---- EXCERPT TO READ

Impressions

So much of my poetry is rooted in my childhood experience, and motivated by an effort to bring my experiences of this remarkable city to life. Impressions of that past float up into my mind regularly, fragments of a past, and visions of people, both long gone – but preserved, I hope, in my poems. What follows are some of these impressions and some of my reflections on them. I hope they have both the vividness and the strangeness of memory: how much our pasts sometimes feel like dreams in that curious combination.

Mornings regularly spring to mind. How different family life was back in my childhood, and how much more were we together and connected in those times before mobile phones and other distractions:

Mum would be ‘up and doing’ early. The Home Service buzzed downstairs as she lit the fire with newspaper, perhaps singing ‘Little things mean a lot’. I would smell breakfast and sprint across the icy flower-patterned lino, wash in the cold bathroom, get dressed. Maybe I would put on the red cable twinset Nan had knitted in loose stitches or a corduroy skirt Mum had run upon the Singer sewing machine that produced pink party dresses, hand-smocked on the bodice, as well as curtains and furniture covers. In my teenage years, which she later told me were her favourite part of my childhood because ‘you made me laugh a lot’, she would make me Mary Quant dresses of some complexity. This does her credit as I was often a sulky teenager.

--------
---- INFORMATION SUPPLIED

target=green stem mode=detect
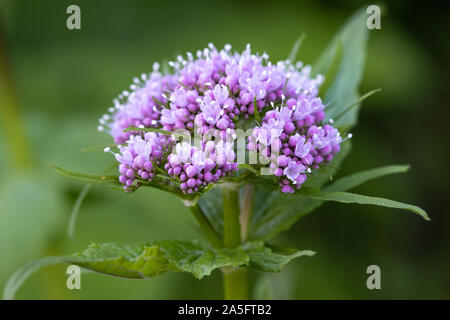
[189,203,223,248]
[222,184,248,300]
[222,184,241,248]
[241,184,255,242]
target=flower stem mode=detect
[222,184,248,300]
[222,184,241,248]
[189,203,224,248]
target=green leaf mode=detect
[253,273,275,300]
[335,88,381,121]
[3,257,64,300]
[324,165,410,192]
[80,144,117,153]
[303,190,430,220]
[67,183,92,240]
[3,240,314,299]
[52,165,121,186]
[238,163,258,175]
[319,39,342,95]
[243,241,315,272]
[249,141,351,240]
[4,240,250,299]
[288,33,306,64]
[249,148,428,240]
[313,9,368,127]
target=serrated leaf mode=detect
[243,241,315,272]
[303,190,430,220]
[313,9,369,127]
[52,165,121,185]
[4,240,250,299]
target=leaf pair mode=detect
[4,240,314,299]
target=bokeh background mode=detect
[0,0,450,299]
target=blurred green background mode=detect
[0,0,450,299]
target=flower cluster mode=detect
[247,106,342,193]
[164,140,237,193]
[99,44,342,193]
[114,132,173,189]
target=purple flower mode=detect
[99,44,343,193]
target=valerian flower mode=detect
[100,44,342,194]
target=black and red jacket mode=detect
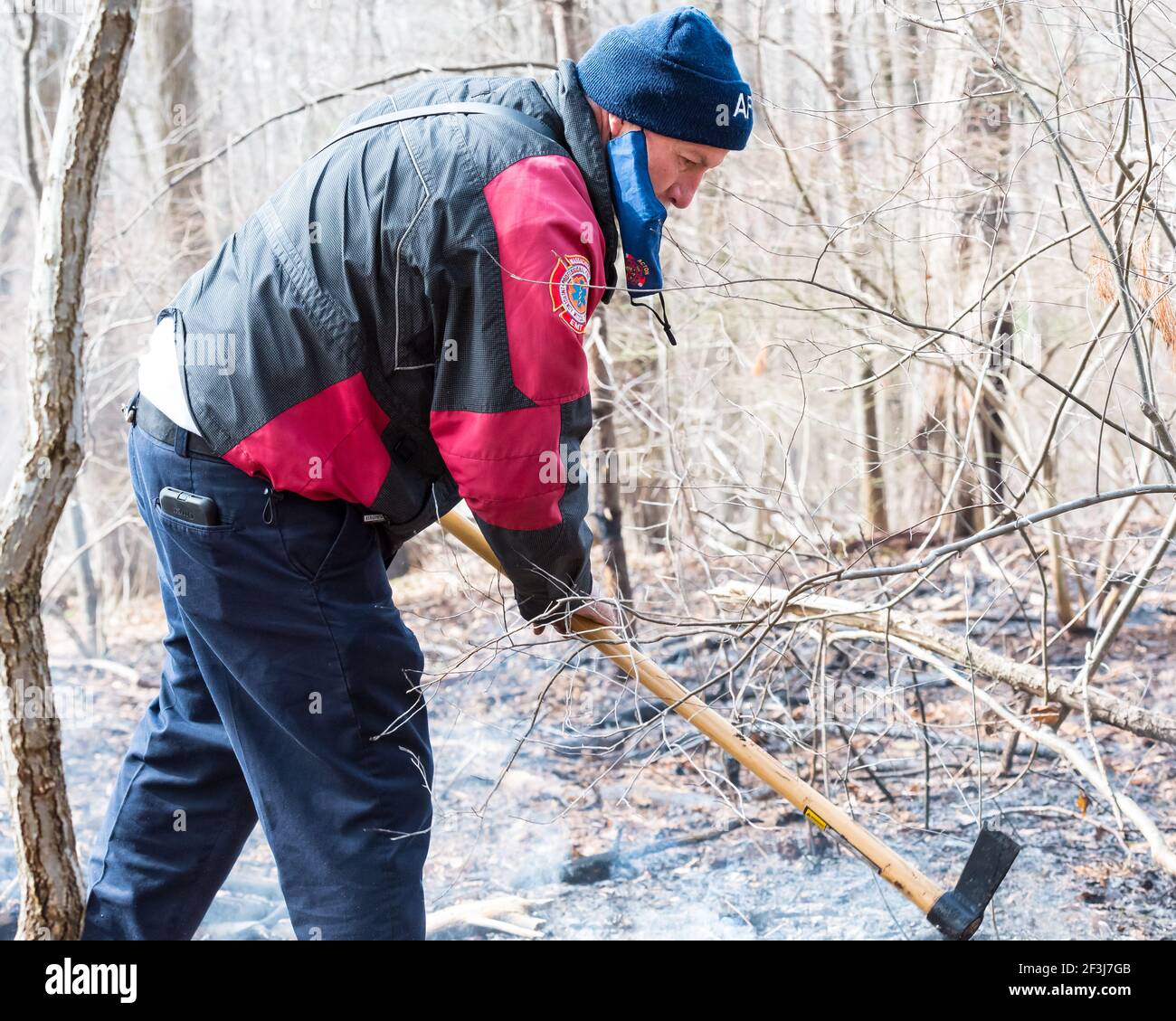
[171,61,618,619]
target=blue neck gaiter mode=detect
[608,130,678,344]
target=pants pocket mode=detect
[274,493,375,583]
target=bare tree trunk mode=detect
[0,0,138,939]
[826,6,890,540]
[144,0,209,277]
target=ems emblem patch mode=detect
[548,255,592,333]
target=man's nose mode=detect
[666,181,698,210]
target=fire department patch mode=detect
[548,255,592,333]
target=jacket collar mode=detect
[544,60,618,304]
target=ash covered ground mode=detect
[0,543,1176,940]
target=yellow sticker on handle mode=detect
[804,808,828,829]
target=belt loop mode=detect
[122,391,138,426]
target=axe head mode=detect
[926,826,1020,940]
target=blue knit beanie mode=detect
[576,7,752,149]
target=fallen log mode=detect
[708,581,1176,744]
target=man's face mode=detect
[608,114,730,210]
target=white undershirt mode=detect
[138,316,203,437]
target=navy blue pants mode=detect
[82,411,432,940]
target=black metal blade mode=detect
[926,826,1020,940]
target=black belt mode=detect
[122,394,221,461]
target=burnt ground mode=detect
[0,538,1176,940]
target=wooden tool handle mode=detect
[440,511,944,914]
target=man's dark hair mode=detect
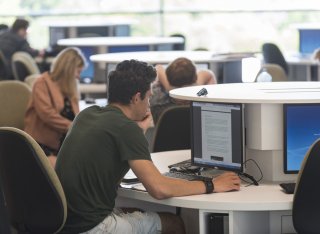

--------

### TASK REQUIREMENTS
a) List every item the childhood impressions text says was made on the Singer sewing machine.
b) Set down the part of the childhood impressions text that begins at the words "So much of my" and stops after "that curious combination.".
The recorded data has no connection to the text.

### EXPECTED OUTPUTS
a) A corduroy skirt, pink party dresses, curtains, furniture covers

b)
So much of my poetry is rooted in my childhood experience, and motivated by an effort to bring my experiences of this remarkable city to life. Impressions of that past float up into my mind regularly, fragments of a past, and visions of people, both long gone – but preserved, I hope, in my poems. What follows are some of these impressions and some of my reflections on them. I hope they have both the vividness and the strangeness of memory: how much our pasts sometimes feel like dreams in that curious combination.